CHALLENGE: Return all of the entries word for word, but omit the pictures they contain.

Saved entries:
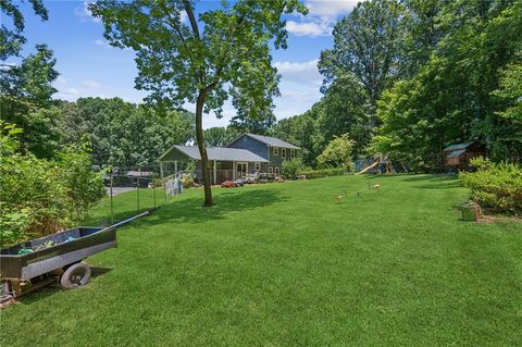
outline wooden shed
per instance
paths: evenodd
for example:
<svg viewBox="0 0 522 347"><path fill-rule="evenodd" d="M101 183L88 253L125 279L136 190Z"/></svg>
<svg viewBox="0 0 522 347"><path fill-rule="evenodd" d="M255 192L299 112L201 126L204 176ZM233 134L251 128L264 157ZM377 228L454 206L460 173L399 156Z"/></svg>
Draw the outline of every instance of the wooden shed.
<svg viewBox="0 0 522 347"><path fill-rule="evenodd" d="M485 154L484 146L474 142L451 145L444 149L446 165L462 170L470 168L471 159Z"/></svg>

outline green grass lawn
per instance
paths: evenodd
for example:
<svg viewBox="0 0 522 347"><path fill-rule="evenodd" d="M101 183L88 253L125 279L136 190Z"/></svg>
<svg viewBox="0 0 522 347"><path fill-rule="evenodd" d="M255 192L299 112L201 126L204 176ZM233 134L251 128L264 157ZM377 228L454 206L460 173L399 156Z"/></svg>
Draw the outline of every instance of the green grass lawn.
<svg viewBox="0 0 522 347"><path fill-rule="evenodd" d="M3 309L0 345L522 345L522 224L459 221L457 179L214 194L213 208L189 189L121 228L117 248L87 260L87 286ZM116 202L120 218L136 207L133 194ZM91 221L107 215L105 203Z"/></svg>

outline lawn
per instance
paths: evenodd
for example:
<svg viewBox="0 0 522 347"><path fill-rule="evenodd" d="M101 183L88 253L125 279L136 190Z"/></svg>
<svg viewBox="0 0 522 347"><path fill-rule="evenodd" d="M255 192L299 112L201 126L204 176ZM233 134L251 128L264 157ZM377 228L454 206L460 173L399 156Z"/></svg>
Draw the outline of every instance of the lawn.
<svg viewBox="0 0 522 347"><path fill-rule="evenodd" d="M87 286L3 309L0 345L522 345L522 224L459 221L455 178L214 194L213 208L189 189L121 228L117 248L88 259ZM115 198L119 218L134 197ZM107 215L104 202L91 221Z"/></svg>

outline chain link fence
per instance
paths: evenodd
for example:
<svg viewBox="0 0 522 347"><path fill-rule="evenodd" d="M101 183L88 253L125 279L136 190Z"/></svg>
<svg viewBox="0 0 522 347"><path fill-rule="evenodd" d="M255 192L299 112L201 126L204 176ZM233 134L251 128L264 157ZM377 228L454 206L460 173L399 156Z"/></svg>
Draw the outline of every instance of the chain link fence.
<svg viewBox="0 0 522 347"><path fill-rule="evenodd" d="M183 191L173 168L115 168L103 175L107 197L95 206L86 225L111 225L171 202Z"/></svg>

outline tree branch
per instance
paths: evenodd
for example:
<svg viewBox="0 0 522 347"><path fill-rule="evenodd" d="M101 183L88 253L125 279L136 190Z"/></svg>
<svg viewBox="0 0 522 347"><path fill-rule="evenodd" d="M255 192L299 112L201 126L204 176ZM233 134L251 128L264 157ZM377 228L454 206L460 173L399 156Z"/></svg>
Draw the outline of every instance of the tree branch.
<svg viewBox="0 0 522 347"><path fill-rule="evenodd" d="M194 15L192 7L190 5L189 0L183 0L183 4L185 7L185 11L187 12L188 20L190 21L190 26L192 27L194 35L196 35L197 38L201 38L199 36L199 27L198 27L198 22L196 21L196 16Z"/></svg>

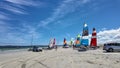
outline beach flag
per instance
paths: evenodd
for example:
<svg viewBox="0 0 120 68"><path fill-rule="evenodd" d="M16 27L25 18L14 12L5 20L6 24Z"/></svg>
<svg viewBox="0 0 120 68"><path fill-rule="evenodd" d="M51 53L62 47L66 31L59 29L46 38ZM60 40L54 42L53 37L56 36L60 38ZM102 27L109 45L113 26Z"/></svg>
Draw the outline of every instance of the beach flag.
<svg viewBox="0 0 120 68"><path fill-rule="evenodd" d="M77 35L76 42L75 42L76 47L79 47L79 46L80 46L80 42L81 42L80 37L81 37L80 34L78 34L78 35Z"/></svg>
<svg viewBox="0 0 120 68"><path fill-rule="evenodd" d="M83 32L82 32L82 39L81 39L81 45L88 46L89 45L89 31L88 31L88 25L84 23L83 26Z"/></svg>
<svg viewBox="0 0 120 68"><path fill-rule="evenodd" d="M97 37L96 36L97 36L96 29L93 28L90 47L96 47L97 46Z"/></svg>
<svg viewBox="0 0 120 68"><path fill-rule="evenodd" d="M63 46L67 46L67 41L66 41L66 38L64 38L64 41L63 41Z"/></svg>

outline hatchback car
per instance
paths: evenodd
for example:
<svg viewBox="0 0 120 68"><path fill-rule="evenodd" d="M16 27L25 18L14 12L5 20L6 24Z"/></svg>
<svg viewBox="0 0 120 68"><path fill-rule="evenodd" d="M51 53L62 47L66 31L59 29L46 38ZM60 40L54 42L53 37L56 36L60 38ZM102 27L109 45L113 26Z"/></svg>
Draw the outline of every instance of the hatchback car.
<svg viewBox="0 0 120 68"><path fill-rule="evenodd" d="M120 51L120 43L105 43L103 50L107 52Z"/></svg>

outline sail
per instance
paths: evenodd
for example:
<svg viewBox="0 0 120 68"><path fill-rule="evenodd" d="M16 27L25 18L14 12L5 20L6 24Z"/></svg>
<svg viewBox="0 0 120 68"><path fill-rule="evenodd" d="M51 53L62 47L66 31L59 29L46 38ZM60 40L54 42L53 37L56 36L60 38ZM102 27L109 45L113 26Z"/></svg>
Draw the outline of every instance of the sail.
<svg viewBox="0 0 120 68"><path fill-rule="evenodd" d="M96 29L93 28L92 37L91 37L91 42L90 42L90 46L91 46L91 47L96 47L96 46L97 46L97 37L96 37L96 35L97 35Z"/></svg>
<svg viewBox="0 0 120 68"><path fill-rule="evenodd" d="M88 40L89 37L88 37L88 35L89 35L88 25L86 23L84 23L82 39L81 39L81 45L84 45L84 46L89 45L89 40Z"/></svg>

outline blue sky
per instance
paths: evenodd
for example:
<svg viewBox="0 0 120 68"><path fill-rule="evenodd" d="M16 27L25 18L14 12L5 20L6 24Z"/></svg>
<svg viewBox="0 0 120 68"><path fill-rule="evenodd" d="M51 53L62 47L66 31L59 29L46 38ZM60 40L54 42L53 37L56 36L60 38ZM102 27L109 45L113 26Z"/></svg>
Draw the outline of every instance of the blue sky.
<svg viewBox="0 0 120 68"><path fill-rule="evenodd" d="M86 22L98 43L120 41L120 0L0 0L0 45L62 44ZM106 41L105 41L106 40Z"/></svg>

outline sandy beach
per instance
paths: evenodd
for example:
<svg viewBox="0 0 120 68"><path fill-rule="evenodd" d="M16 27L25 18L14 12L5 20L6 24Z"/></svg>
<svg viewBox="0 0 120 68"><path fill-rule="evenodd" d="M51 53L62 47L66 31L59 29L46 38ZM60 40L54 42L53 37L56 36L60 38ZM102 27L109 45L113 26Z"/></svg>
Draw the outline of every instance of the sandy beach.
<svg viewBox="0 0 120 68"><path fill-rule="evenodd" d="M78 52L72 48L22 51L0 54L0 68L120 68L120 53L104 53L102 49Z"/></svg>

RESULT FOR THIS TASK:
outline wooden shed
per instance
paths: evenodd
for example:
<svg viewBox="0 0 522 347"><path fill-rule="evenodd" d="M101 183L88 253L125 279L136 190Z"/></svg>
<svg viewBox="0 0 522 347"><path fill-rule="evenodd" d="M255 192L299 112L201 126L204 176ZM233 134L251 128L264 157ZM377 228L454 206L460 173L399 156Z"/></svg>
Draw the outline of every instance of the wooden shed.
<svg viewBox="0 0 522 347"><path fill-rule="evenodd" d="M485 154L484 146L474 142L451 145L444 149L446 165L462 170L470 168L471 159Z"/></svg>

outline green grass lawn
per instance
paths: evenodd
for example:
<svg viewBox="0 0 522 347"><path fill-rule="evenodd" d="M101 183L88 253L125 279L136 190Z"/></svg>
<svg viewBox="0 0 522 347"><path fill-rule="evenodd" d="M255 192L299 112L201 126L204 176ZM233 134L251 128L264 157ZM377 228L454 206L460 173L399 156Z"/></svg>
Draw the outline of every instance of the green grass lawn.
<svg viewBox="0 0 522 347"><path fill-rule="evenodd" d="M3 309L0 345L522 345L522 224L459 221L457 179L214 194L213 208L189 189L121 228L117 248L87 260L87 286ZM116 202L120 218L136 207L133 194ZM91 221L107 215L105 203Z"/></svg>

outline lawn
per instance
paths: evenodd
for example:
<svg viewBox="0 0 522 347"><path fill-rule="evenodd" d="M101 183L88 253L125 279L136 190Z"/></svg>
<svg viewBox="0 0 522 347"><path fill-rule="evenodd" d="M255 192L299 112L201 126L204 176ZM233 134L251 128L264 157ZM377 228L454 206L460 173L399 156Z"/></svg>
Draw the outline of every instance of the lawn.
<svg viewBox="0 0 522 347"><path fill-rule="evenodd" d="M87 286L3 309L0 345L522 345L522 224L459 221L455 178L214 194L213 208L189 189L121 228L117 248L88 259ZM115 198L119 218L134 197ZM107 215L104 202L91 221Z"/></svg>

outline chain link fence
per instance
paths: evenodd
for example:
<svg viewBox="0 0 522 347"><path fill-rule="evenodd" d="M101 183L88 253L125 279L136 190Z"/></svg>
<svg viewBox="0 0 522 347"><path fill-rule="evenodd" d="M255 192L299 112L201 126L204 176ZM233 134L251 128L264 157ZM377 228L454 206L460 173L399 156Z"/></svg>
Draw the outline of every instance of the chain link fence.
<svg viewBox="0 0 522 347"><path fill-rule="evenodd" d="M183 191L173 168L115 168L103 175L107 197L95 206L86 225L111 225L171 202Z"/></svg>

outline tree branch
per instance
paths: evenodd
for example:
<svg viewBox="0 0 522 347"><path fill-rule="evenodd" d="M101 183L88 253L125 279L136 190Z"/></svg>
<svg viewBox="0 0 522 347"><path fill-rule="evenodd" d="M255 192L299 112L201 126L204 176ZM233 134L251 128L264 157ZM377 228L454 206L460 173L399 156Z"/></svg>
Draw the outline of every instance of the tree branch.
<svg viewBox="0 0 522 347"><path fill-rule="evenodd" d="M194 15L192 7L190 5L189 0L183 0L183 4L185 7L185 11L187 12L188 20L190 21L190 26L192 27L194 35L196 35L197 38L201 38L199 36L199 27L198 27L198 22L196 21L196 16Z"/></svg>

outline beach flag
per instance
paths: evenodd
for example:
<svg viewBox="0 0 120 68"><path fill-rule="evenodd" d="M16 27L25 18L14 12L5 20L6 24Z"/></svg>
<svg viewBox="0 0 120 68"><path fill-rule="evenodd" d="M51 53L62 47L66 31L59 29L46 38ZM60 40L54 42L53 37L56 36L60 38ZM102 27L109 45L113 26Z"/></svg>
Draw the outline of every instance of the beach flag.
<svg viewBox="0 0 120 68"><path fill-rule="evenodd" d="M77 35L76 42L75 42L76 47L79 47L79 46L80 46L80 42L81 42L80 37L81 37L80 34L78 34L78 35Z"/></svg>
<svg viewBox="0 0 120 68"><path fill-rule="evenodd" d="M83 32L82 32L82 39L81 39L81 45L88 46L89 45L89 31L88 31L88 25L84 23L83 26Z"/></svg>
<svg viewBox="0 0 120 68"><path fill-rule="evenodd" d="M97 37L96 36L97 36L96 29L93 28L90 47L96 47L97 46Z"/></svg>
<svg viewBox="0 0 120 68"><path fill-rule="evenodd" d="M63 46L67 46L67 41L66 41L66 38L64 38L64 41L63 41Z"/></svg>

outline hatchback car
per instance
paths: evenodd
for example:
<svg viewBox="0 0 120 68"><path fill-rule="evenodd" d="M16 27L25 18L14 12L5 20L6 24Z"/></svg>
<svg viewBox="0 0 120 68"><path fill-rule="evenodd" d="M51 53L62 47L66 31L59 29L46 38ZM60 40L54 42L53 37L56 36L60 38ZM102 27L109 45L113 26Z"/></svg>
Draw the outline of every instance of the hatchback car.
<svg viewBox="0 0 120 68"><path fill-rule="evenodd" d="M120 51L120 43L105 43L103 50L107 52Z"/></svg>

outline sail
per instance
paths: evenodd
for example:
<svg viewBox="0 0 120 68"><path fill-rule="evenodd" d="M16 27L25 18L14 12L5 20L6 24Z"/></svg>
<svg viewBox="0 0 120 68"><path fill-rule="evenodd" d="M51 53L62 47L66 31L59 29L46 38ZM60 40L54 42L53 37L56 36L60 38ZM102 27L109 45L113 26Z"/></svg>
Draw the outline of every instance of the sail.
<svg viewBox="0 0 120 68"><path fill-rule="evenodd" d="M96 29L93 28L92 37L91 37L91 42L90 42L90 46L91 46L91 47L96 47L96 46L97 46L97 37L96 37L96 35L97 35Z"/></svg>
<svg viewBox="0 0 120 68"><path fill-rule="evenodd" d="M88 40L89 37L88 37L88 35L89 35L88 25L86 23L84 23L82 39L81 39L81 45L84 45L84 46L89 45L89 40Z"/></svg>

outline blue sky
per instance
paths: evenodd
for example:
<svg viewBox="0 0 120 68"><path fill-rule="evenodd" d="M16 27L25 18L14 12L5 20L6 24Z"/></svg>
<svg viewBox="0 0 120 68"><path fill-rule="evenodd" d="M51 53L62 47L66 31L59 29L46 38ZM60 40L54 42L53 37L56 36L60 38ZM102 27L109 45L113 26Z"/></svg>
Draw the outline of every instance of the blue sky.
<svg viewBox="0 0 120 68"><path fill-rule="evenodd" d="M86 22L98 43L120 41L120 0L0 0L0 45L62 44ZM106 41L105 41L106 40Z"/></svg>

outline sandy beach
per instance
paths: evenodd
for example:
<svg viewBox="0 0 120 68"><path fill-rule="evenodd" d="M16 27L25 18L14 12L5 20L6 24Z"/></svg>
<svg viewBox="0 0 120 68"><path fill-rule="evenodd" d="M51 53L62 47L66 31L59 29L46 38ZM60 40L54 42L53 37L56 36L60 38ZM102 27L109 45L113 26Z"/></svg>
Draw the outline of every instance of the sandy beach.
<svg viewBox="0 0 120 68"><path fill-rule="evenodd" d="M78 52L72 48L22 51L0 54L0 68L120 68L120 53L104 53L102 49Z"/></svg>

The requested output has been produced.